• [Task input]:
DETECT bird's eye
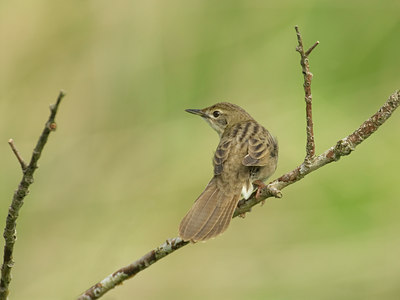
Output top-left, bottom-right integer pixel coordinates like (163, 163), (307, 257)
(213, 111), (221, 118)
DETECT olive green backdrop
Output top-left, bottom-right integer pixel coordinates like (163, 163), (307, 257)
(1, 1), (399, 299)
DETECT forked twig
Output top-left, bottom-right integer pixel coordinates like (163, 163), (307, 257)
(0, 91), (66, 300)
(295, 25), (319, 162)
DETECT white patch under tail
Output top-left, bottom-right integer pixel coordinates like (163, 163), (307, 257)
(241, 181), (254, 199)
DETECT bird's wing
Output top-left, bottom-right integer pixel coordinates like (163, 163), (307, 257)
(242, 129), (278, 167)
(213, 138), (231, 175)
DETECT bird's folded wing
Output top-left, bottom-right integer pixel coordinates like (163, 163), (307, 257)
(242, 131), (277, 166)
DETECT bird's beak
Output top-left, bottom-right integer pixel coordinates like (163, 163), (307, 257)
(185, 109), (208, 118)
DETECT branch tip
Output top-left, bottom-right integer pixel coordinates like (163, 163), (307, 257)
(305, 41), (320, 56)
(56, 90), (66, 105)
(8, 139), (27, 171)
(49, 90), (66, 114)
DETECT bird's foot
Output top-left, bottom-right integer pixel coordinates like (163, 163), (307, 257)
(253, 180), (266, 203)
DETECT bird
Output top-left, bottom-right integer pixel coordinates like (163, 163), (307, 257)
(179, 102), (278, 242)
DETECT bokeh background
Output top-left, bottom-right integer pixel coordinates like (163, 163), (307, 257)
(1, 1), (399, 299)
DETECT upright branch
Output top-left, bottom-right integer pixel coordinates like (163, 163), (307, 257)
(0, 91), (66, 300)
(77, 26), (400, 300)
(295, 25), (319, 162)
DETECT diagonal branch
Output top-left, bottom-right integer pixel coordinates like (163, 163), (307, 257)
(0, 91), (66, 300)
(78, 238), (189, 300)
(77, 25), (400, 299)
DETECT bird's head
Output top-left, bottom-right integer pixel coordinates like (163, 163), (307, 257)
(185, 102), (253, 136)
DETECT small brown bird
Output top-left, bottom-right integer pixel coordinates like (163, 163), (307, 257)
(179, 102), (278, 242)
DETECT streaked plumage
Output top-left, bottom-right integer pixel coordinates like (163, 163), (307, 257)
(179, 102), (278, 242)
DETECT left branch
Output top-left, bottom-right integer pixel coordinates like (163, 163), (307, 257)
(0, 91), (66, 300)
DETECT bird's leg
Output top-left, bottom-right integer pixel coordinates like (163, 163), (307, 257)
(253, 180), (267, 204)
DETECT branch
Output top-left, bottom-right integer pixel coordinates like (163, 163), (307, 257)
(0, 91), (66, 300)
(78, 238), (189, 300)
(295, 25), (319, 162)
(77, 26), (400, 299)
(238, 89), (400, 211)
(8, 139), (27, 171)
(78, 90), (400, 300)
(79, 90), (400, 300)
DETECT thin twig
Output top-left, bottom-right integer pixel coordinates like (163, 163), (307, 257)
(305, 41), (320, 57)
(0, 91), (66, 300)
(8, 139), (28, 171)
(77, 94), (400, 299)
(295, 25), (319, 162)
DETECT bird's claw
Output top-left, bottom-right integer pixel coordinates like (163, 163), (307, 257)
(253, 180), (266, 200)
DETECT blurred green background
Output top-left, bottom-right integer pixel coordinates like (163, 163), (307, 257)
(1, 1), (399, 299)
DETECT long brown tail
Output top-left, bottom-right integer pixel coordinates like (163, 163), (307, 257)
(179, 178), (241, 242)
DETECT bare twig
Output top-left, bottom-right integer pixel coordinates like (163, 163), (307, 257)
(8, 139), (27, 171)
(77, 26), (400, 300)
(305, 41), (320, 57)
(295, 25), (319, 162)
(0, 91), (66, 300)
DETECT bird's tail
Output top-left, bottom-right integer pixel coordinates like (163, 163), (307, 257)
(179, 178), (241, 242)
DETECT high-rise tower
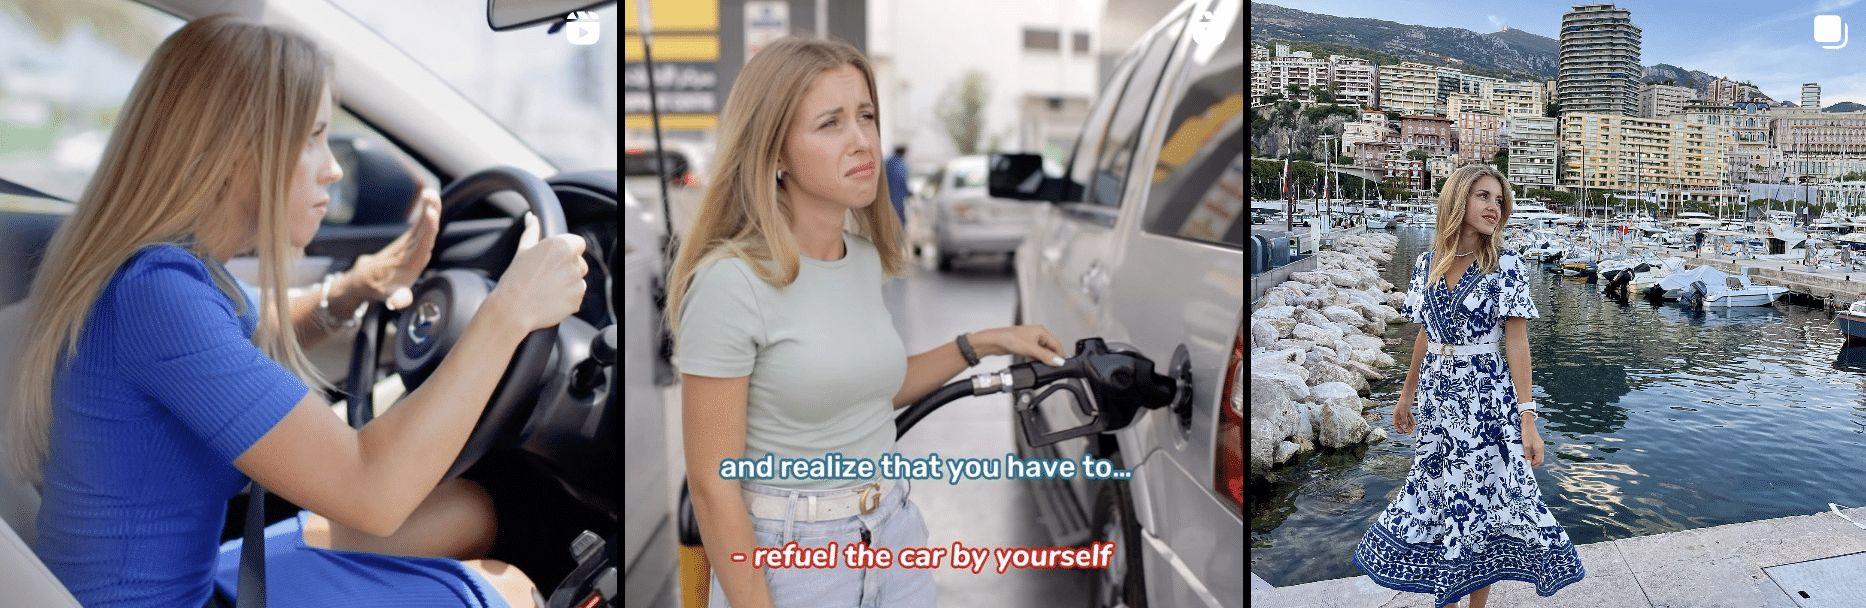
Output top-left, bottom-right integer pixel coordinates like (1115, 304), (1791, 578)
(1558, 4), (1642, 117)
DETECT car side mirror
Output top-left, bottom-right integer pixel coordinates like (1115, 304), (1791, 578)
(988, 153), (1066, 202)
(329, 136), (421, 227)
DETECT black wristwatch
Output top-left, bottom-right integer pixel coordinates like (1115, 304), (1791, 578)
(956, 333), (981, 366)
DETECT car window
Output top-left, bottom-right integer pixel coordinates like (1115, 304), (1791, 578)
(1061, 36), (1142, 207)
(323, 108), (441, 226)
(1141, 7), (1243, 249)
(0, 2), (437, 228)
(1085, 10), (1189, 210)
(0, 1), (182, 201)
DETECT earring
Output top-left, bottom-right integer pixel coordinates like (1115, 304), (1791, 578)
(777, 169), (785, 182)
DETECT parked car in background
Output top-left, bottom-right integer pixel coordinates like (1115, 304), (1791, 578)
(911, 155), (1044, 271)
(621, 189), (678, 607)
(988, 0), (1244, 606)
(623, 140), (711, 247)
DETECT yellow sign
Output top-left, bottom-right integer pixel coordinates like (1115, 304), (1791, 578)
(624, 0), (718, 33)
(625, 0), (721, 131)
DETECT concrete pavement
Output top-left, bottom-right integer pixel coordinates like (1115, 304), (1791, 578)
(1252, 505), (1866, 607)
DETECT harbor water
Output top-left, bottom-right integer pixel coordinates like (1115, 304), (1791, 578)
(1250, 225), (1866, 587)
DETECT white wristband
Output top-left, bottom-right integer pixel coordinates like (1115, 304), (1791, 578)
(1516, 400), (1538, 412)
(317, 272), (359, 331)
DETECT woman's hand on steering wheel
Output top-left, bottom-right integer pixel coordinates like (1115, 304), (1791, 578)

• [Task to complete]: The entries above are to be repeated exactly, except for any pictures.

• [Response for this exercise]:
DETECT bird's eye
Output top-left, bottom-right integer pixel coordinates like (163, 163), (307, 257)
(213, 111), (221, 118)
DETECT olive green backdrop
Output top-left, bottom-right integer pixel coordinates like (163, 163), (307, 257)
(1, 1), (399, 299)
DETECT forked twig
Output top-left, bottom-right integer pixel coordinates like (163, 163), (307, 257)
(0, 91), (66, 300)
(295, 25), (319, 162)
DETECT white patch under tail
Output top-left, bottom-right integer pixel coordinates like (163, 163), (307, 257)
(241, 181), (254, 199)
DETECT bird's wing
Output top-left, bottom-right integer pixel coordinates like (163, 163), (307, 257)
(242, 129), (278, 167)
(213, 138), (231, 175)
DETECT bird's folded wing
Output top-left, bottom-right integer pixel coordinates like (163, 163), (307, 257)
(242, 131), (277, 166)
DETECT bird's beak
Output top-left, bottom-right integer pixel coordinates like (163, 163), (307, 257)
(185, 109), (208, 118)
DETECT branch tip
Output top-left, bottom-right integer pixel coordinates like (163, 163), (307, 257)
(305, 41), (320, 56)
(56, 90), (66, 105)
(8, 139), (27, 171)
(49, 90), (66, 114)
DETECT bird's foot
Output top-left, bottom-right integer pixel coordinates like (163, 163), (307, 257)
(253, 180), (266, 203)
DETECT bird
Output top-left, bottom-right integer pixel coordinates like (163, 163), (307, 257)
(179, 102), (278, 242)
DETECT bokeh background
Output top-left, bottom-right integer pixel coordinates like (163, 163), (307, 257)
(1, 1), (399, 299)
DETECT upright branch
Output top-left, bottom-right integer pixel coordinates like (163, 163), (307, 257)
(0, 91), (66, 300)
(77, 26), (400, 300)
(295, 25), (319, 162)
DETECT diagonal branch
Output top-left, bottom-right integer pixel coordinates like (163, 163), (307, 257)
(0, 91), (66, 300)
(78, 238), (189, 300)
(77, 25), (400, 299)
DETECT bird's head
Output top-left, bottom-right integer pixel coordinates like (163, 163), (307, 257)
(185, 102), (253, 136)
DETECT small brown bird
Output top-left, bottom-right integer pixel coordinates like (163, 163), (307, 257)
(179, 102), (278, 242)
DETECT streaked plumage
Output top-left, bottom-right integer pixel coordinates like (163, 163), (307, 257)
(179, 102), (278, 242)
DETECT left branch
Output top-left, bottom-right integer pixel coordinates like (163, 163), (307, 257)
(0, 91), (66, 300)
DETECT bird's leg
Output top-left, bottom-right integer pixel coordinates like (163, 163), (307, 257)
(253, 180), (267, 204)
DETECT branch
Output top-left, bottom-right integer pixel coordinates like (163, 163), (307, 257)
(0, 91), (66, 300)
(78, 238), (189, 300)
(295, 25), (319, 162)
(77, 26), (400, 299)
(238, 89), (400, 211)
(8, 139), (27, 171)
(78, 90), (400, 300)
(79, 90), (400, 300)
DETECT thin twig
Output top-left, bottom-right integer pixel coordinates like (163, 163), (307, 257)
(305, 41), (320, 57)
(0, 91), (66, 300)
(8, 139), (28, 171)
(77, 94), (400, 299)
(295, 25), (319, 162)
DETECT bird's claw
Output top-left, bottom-right integer pixel coordinates like (163, 163), (307, 257)
(253, 180), (266, 200)
DETECT blurred green background
Output top-left, bottom-right integer pixel coordinates like (163, 163), (307, 257)
(1, 1), (399, 299)
DETECT long brown tail
Output top-left, bottom-right integer pixel coordinates like (163, 163), (307, 257)
(179, 178), (241, 242)
DETECT bare twig
Output top-left, bottom-right integer pixel coordinates like (163, 163), (307, 257)
(8, 139), (27, 171)
(77, 26), (400, 300)
(305, 41), (320, 57)
(295, 25), (319, 162)
(0, 91), (66, 300)
DETECT bird's tail
Output top-left, bottom-right integer pixel coordinates like (163, 163), (307, 257)
(179, 178), (241, 242)
DETECT high-rise tower
Output top-left, bottom-right integer pixel coordinates like (1115, 304), (1791, 578)
(1558, 4), (1642, 117)
DETECT car side mirror
Output top-left, bottom-right integer pixel coordinates like (1115, 304), (1791, 578)
(988, 153), (1066, 202)
(329, 136), (421, 227)
DETECT black wristwatch
Output top-left, bottom-right integer pixel coordinates like (1115, 304), (1791, 578)
(956, 333), (981, 366)
DETECT car window
Output top-left, bottom-right integer pixel coordinates like (1115, 304), (1791, 578)
(1061, 36), (1142, 207)
(323, 108), (441, 226)
(1141, 7), (1243, 249)
(0, 2), (437, 228)
(1085, 10), (1189, 210)
(0, 1), (182, 201)
DETECT earring
Output top-left, bottom-right integer pixel coordinates like (1115, 304), (1791, 578)
(777, 169), (785, 182)
DETECT parked car in background
Output top-left, bottom-right integer pixel coordinates like (1115, 304), (1791, 578)
(911, 155), (1044, 271)
(621, 189), (678, 607)
(988, 0), (1244, 606)
(623, 140), (711, 247)
DETECT yellow sign
Output top-left, bottom-right integer pixel coordinates like (1115, 304), (1791, 578)
(624, 0), (718, 33)
(625, 0), (721, 131)
DETECT concrete pavement
Output top-left, bottom-right integer pixel coordinates like (1115, 304), (1791, 578)
(1252, 505), (1866, 607)
DETECT harbor water
Output top-left, bottom-right integer pixel coordinates like (1115, 304), (1791, 578)
(1250, 225), (1866, 587)
DETECT white wristband
Output top-left, bottom-right integer pixel coordinates like (1115, 304), (1791, 578)
(1516, 400), (1538, 412)
(317, 272), (359, 331)
DETECT woman's hand on steering wheel
Output top-left, bottom-right integer pixel coordinates like (1115, 304), (1791, 578)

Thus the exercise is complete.